● DATA EXCERPTS:

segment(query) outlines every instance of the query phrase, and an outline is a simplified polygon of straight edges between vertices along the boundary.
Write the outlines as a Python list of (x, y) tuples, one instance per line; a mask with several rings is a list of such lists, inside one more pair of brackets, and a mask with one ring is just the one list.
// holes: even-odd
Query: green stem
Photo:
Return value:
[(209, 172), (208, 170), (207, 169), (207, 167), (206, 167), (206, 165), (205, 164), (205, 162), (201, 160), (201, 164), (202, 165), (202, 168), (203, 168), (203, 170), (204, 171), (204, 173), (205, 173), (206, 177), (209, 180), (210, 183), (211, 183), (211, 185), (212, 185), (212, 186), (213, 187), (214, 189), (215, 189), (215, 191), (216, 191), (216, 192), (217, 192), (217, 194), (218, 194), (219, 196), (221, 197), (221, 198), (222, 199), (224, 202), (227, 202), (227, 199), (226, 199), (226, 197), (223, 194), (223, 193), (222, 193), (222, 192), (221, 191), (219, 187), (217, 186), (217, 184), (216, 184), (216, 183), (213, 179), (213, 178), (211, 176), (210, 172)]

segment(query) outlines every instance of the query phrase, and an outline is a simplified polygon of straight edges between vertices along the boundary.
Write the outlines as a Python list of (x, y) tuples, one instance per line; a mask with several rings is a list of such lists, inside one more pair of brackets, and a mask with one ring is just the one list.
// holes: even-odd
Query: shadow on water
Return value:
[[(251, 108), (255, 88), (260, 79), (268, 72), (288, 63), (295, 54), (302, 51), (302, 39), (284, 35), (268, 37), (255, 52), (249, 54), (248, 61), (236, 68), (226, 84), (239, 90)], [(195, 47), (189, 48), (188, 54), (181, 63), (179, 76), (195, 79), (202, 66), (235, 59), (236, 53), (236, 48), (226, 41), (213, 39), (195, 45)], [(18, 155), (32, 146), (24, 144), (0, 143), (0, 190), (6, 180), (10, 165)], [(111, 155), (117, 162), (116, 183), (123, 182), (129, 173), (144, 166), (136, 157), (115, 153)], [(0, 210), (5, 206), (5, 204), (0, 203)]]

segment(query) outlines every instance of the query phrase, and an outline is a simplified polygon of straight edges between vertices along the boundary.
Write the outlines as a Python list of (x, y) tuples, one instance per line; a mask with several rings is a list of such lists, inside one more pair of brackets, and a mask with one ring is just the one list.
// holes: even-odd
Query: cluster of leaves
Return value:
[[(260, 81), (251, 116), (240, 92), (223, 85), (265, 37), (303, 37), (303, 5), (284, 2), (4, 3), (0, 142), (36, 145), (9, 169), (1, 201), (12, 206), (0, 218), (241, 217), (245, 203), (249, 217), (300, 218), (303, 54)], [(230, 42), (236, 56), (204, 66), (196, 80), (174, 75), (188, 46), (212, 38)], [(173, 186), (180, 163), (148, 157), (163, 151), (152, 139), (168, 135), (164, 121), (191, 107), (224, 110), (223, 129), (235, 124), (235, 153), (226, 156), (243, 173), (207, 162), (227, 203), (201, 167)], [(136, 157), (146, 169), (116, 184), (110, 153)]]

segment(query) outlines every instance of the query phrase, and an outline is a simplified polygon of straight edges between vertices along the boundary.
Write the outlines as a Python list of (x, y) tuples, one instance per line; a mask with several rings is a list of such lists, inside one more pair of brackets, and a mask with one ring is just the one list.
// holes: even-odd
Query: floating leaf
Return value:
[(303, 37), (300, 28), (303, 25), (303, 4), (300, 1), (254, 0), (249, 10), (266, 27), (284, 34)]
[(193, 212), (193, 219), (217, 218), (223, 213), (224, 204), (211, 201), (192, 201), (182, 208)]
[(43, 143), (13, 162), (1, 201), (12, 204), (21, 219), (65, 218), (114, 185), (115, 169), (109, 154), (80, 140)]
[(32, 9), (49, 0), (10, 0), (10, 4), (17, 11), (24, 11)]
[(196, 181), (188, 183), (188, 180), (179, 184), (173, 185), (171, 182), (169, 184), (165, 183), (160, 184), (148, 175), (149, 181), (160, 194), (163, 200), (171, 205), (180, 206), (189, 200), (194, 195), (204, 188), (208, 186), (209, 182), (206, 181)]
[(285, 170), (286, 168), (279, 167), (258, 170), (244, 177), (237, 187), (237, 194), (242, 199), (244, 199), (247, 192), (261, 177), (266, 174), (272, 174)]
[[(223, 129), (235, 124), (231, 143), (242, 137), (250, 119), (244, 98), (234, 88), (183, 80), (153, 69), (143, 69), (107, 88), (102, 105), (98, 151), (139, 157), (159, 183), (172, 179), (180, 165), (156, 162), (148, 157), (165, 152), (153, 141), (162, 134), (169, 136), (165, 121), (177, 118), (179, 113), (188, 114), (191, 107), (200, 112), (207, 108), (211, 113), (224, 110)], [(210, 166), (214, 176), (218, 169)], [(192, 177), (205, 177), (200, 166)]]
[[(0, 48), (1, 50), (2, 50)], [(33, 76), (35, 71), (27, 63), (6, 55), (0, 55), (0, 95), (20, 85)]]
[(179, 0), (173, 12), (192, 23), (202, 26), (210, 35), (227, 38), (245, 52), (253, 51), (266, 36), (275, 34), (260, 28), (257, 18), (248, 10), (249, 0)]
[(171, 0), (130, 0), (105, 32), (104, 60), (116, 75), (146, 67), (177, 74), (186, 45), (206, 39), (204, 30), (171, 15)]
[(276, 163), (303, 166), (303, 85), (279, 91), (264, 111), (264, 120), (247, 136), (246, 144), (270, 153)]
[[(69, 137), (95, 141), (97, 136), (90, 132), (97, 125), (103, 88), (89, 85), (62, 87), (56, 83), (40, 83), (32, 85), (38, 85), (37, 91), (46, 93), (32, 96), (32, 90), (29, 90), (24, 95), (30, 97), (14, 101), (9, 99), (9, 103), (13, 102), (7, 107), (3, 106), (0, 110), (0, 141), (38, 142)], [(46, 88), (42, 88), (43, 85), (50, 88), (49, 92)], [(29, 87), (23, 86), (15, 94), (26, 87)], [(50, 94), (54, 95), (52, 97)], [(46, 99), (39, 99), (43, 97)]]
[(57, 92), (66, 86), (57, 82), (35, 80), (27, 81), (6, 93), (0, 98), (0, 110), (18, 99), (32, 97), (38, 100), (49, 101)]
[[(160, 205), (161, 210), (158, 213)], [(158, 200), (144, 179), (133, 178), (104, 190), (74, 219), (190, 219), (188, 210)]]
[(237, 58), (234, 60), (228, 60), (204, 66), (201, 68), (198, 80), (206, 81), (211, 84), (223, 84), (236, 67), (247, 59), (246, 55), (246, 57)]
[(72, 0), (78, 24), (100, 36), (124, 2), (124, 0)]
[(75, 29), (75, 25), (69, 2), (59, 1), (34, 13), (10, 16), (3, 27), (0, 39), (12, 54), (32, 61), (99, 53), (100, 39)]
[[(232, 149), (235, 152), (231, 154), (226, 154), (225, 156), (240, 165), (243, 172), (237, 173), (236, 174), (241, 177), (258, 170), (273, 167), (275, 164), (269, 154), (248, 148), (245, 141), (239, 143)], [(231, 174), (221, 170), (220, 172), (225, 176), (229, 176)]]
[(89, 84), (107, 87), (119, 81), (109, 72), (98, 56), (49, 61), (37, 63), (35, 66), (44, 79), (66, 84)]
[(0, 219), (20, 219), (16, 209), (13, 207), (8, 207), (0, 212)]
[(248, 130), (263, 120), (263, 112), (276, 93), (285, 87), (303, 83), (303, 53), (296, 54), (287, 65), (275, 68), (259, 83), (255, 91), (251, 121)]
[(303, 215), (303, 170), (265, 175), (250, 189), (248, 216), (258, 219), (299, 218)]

● THE EXERCISE: Rewrite every line of all the records above as a numbered list, skipping the blank lines.

● SOLUTION BELOW:
1. segment(query) outlines every instance of the query phrase, and an outline is a simplified polygon of straight edges between vertices along the boundary.
2. Write the outlines as a Python list of (x, y) tuples, one instance per line; a mask with several rings is a list of such lists, inside one more pair of brackets, and a mask with one ring is just the one list.
3. // holes: even-odd
4. Query: green stem
5. Photo:
6. Return value:
7. [(209, 172), (208, 170), (207, 169), (207, 167), (206, 167), (206, 165), (205, 164), (205, 162), (201, 160), (201, 164), (202, 165), (202, 168), (203, 168), (203, 170), (204, 171), (204, 173), (205, 173), (206, 177), (209, 180), (210, 183), (211, 183), (211, 185), (212, 185), (212, 186), (213, 187), (214, 189), (215, 189), (215, 191), (216, 191), (216, 192), (217, 192), (217, 194), (218, 194), (219, 196), (221, 197), (221, 198), (222, 199), (224, 202), (227, 202), (227, 199), (226, 199), (226, 197), (223, 194), (223, 193), (222, 193), (222, 192), (221, 191), (219, 187), (217, 186), (217, 184), (216, 184), (216, 183), (213, 179), (213, 178), (211, 176), (210, 172)]
8. segment(query) outlines every instance of the query phrase, and an outline is a simplified polygon of straight edges between vertices along the boundary.
9. Write the outlines as a Python list of (x, y) tuples, one instance per line; a mask with several rings is a list of such lists, inside one more pair of brackets, and a mask with one ring is just the one list.
10. // holes: even-odd
11. Query: shadow on water
12. Return value:
13. [[(251, 108), (255, 88), (260, 79), (268, 72), (288, 63), (295, 54), (302, 51), (302, 39), (284, 35), (268, 37), (255, 52), (249, 54), (248, 61), (236, 68), (226, 84), (239, 90)], [(195, 47), (189, 48), (188, 54), (181, 63), (179, 76), (195, 79), (202, 66), (235, 59), (236, 53), (236, 48), (226, 41), (213, 39), (195, 45)], [(18, 155), (32, 146), (24, 144), (0, 143), (0, 190), (6, 180), (10, 165)], [(111, 155), (117, 162), (116, 183), (123, 182), (129, 173), (144, 166), (136, 157), (115, 153)], [(0, 210), (5, 206), (5, 204), (0, 203)]]
14. segment(query) outlines every instance of the query phrase, and an outline is a simplified polygon of straight edges between vertices along the boundary.
15. Write the outlines as a Python list of (x, y) tuples, one instance per line; a mask with several rings is a list of such lists, inside one more pair of brackets, and a mask with one ring is just the one list.
16. // holes: even-odd
17. Query: cluster of leaves
18. Return value:
19. [[(260, 81), (251, 116), (240, 92), (223, 85), (265, 37), (303, 37), (303, 5), (284, 2), (4, 3), (0, 142), (36, 145), (9, 169), (1, 201), (12, 206), (0, 218), (241, 217), (245, 203), (249, 217), (300, 218), (303, 54)], [(230, 42), (236, 56), (204, 66), (196, 80), (174, 75), (188, 46), (212, 38)], [(173, 186), (180, 163), (148, 157), (163, 151), (152, 139), (168, 135), (164, 121), (191, 107), (224, 110), (223, 129), (235, 124), (235, 153), (226, 156), (243, 173), (207, 162), (227, 203), (201, 167)], [(136, 157), (146, 169), (116, 184), (110, 153)]]
20. segment(query) outlines every instance of the query phrase, and an outline is a simplified polygon of straight edges between vertices along the boundary.
21. Write the outlines as a Python list of (x, y) tuples, one instance per line; a mask with several rings is a list of such lists, inside one more pair of brackets, and a mask with one ring is just the one list.
22. // holes: even-odd
23. Query: floating leaf
24. Return value:
25. [(303, 37), (300, 28), (303, 25), (303, 4), (300, 1), (254, 0), (249, 10), (266, 27), (284, 34)]
26. [(193, 212), (193, 219), (217, 218), (223, 213), (224, 204), (211, 201), (192, 201), (182, 208)]
27. [(43, 143), (13, 162), (1, 201), (12, 204), (21, 219), (65, 218), (114, 185), (115, 169), (109, 154), (80, 140)]
28. [(32, 9), (49, 0), (10, 0), (10, 4), (17, 11), (24, 11)]
29. [(196, 181), (188, 183), (188, 180), (179, 184), (173, 185), (171, 182), (169, 184), (165, 183), (160, 184), (148, 175), (149, 181), (160, 194), (163, 200), (171, 205), (180, 206), (189, 200), (194, 195), (204, 188), (208, 186), (209, 182), (206, 181)]
30. [(285, 170), (286, 168), (279, 167), (258, 170), (244, 177), (237, 187), (237, 194), (242, 199), (244, 199), (247, 192), (261, 177), (266, 174), (272, 174)]
31. [[(223, 129), (235, 124), (231, 143), (242, 137), (250, 119), (244, 98), (234, 88), (183, 80), (153, 69), (143, 69), (107, 88), (102, 105), (98, 151), (139, 157), (159, 183), (172, 179), (180, 165), (156, 162), (148, 157), (165, 152), (153, 141), (162, 134), (169, 136), (165, 121), (177, 118), (179, 113), (188, 114), (191, 107), (200, 112), (207, 108), (211, 113), (224, 110)], [(210, 166), (214, 176), (218, 169)], [(192, 177), (205, 177), (200, 166)]]
32. [[(0, 48), (1, 50), (2, 50)], [(33, 76), (35, 71), (27, 63), (6, 55), (0, 55), (0, 95), (20, 85)]]
33. [(179, 0), (173, 12), (192, 23), (202, 26), (210, 35), (227, 38), (245, 52), (253, 51), (266, 36), (275, 34), (260, 28), (257, 18), (248, 10), (249, 0)]
34. [(171, 0), (130, 0), (105, 32), (104, 60), (116, 75), (146, 67), (177, 74), (186, 45), (206, 39), (204, 30), (171, 15)]
35. [(276, 163), (303, 166), (303, 85), (279, 91), (264, 111), (264, 120), (247, 136), (246, 144), (270, 153)]
36. [[(69, 137), (95, 141), (97, 136), (90, 132), (97, 125), (103, 88), (89, 85), (62, 87), (56, 83), (40, 83), (32, 85), (38, 85), (37, 91), (46, 93), (32, 96), (32, 90), (29, 90), (24, 95), (30, 97), (14, 101), (9, 99), (9, 103), (13, 102), (7, 107), (3, 106), (0, 110), (0, 141), (38, 142)], [(46, 88), (42, 88), (43, 85), (50, 88), (49, 92)], [(29, 87), (23, 86), (15, 94), (26, 87)], [(50, 94), (54, 95), (52, 97)], [(46, 99), (39, 99), (43, 97)]]
37. [(57, 92), (66, 86), (57, 82), (35, 80), (27, 81), (6, 93), (0, 98), (0, 110), (18, 99), (32, 97), (38, 100), (49, 101)]
38. [[(160, 205), (161, 210), (158, 213)], [(158, 200), (144, 179), (133, 178), (104, 190), (74, 219), (190, 219), (188, 210)]]
39. [(237, 58), (234, 60), (228, 60), (204, 66), (201, 68), (198, 80), (206, 81), (211, 84), (223, 84), (236, 67), (247, 59), (246, 55), (246, 57)]
40. [(72, 0), (78, 24), (100, 36), (124, 2), (124, 0)]
41. [(75, 29), (75, 25), (69, 2), (59, 1), (34, 13), (10, 16), (3, 27), (0, 39), (12, 54), (32, 61), (99, 53), (100, 39)]
42. [[(232, 149), (235, 152), (231, 154), (226, 154), (225, 156), (240, 165), (243, 172), (237, 173), (236, 174), (241, 177), (258, 170), (273, 167), (275, 164), (269, 154), (248, 148), (245, 141), (239, 143)], [(231, 174), (221, 170), (220, 172), (225, 176), (229, 176)]]
43. [(89, 84), (107, 87), (119, 81), (109, 72), (98, 56), (49, 61), (37, 63), (35, 66), (44, 79), (66, 84)]
44. [(0, 219), (20, 219), (16, 209), (13, 207), (8, 207), (0, 212)]
45. [(248, 130), (263, 120), (263, 112), (276, 93), (285, 87), (303, 83), (303, 53), (296, 54), (287, 65), (275, 68), (259, 83), (255, 91), (251, 121)]
46. [(303, 215), (303, 170), (265, 175), (250, 189), (248, 216), (258, 219), (299, 218)]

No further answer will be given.